### What you have to do
Only a number is wanted here: how many lines in the entries below contain the word "clicks".

### Excerpted data
────
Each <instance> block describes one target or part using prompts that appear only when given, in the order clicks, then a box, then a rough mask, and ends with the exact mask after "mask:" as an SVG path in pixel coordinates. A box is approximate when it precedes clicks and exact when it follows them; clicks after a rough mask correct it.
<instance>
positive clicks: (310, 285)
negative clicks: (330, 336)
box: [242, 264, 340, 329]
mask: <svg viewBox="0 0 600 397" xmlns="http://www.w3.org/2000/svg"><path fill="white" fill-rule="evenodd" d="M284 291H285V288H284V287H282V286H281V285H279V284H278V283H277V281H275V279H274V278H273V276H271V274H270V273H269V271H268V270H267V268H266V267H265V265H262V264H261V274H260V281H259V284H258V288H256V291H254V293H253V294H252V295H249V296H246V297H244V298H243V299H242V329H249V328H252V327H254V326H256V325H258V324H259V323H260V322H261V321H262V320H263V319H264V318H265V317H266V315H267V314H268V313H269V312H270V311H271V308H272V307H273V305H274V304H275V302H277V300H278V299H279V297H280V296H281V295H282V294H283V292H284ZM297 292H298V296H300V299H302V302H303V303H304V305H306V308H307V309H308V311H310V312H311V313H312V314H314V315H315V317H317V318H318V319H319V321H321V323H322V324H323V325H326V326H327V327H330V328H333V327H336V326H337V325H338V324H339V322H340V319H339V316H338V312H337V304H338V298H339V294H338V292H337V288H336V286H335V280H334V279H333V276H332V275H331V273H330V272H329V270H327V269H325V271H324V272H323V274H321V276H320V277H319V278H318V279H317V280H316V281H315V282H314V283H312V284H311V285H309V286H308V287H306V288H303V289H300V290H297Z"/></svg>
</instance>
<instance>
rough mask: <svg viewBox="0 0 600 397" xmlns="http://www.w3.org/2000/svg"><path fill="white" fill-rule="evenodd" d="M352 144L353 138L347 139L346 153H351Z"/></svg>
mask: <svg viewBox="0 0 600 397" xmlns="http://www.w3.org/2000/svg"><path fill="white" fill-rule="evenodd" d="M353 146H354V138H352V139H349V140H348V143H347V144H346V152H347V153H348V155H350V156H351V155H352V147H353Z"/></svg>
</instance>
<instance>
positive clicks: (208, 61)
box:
────
### Your response
4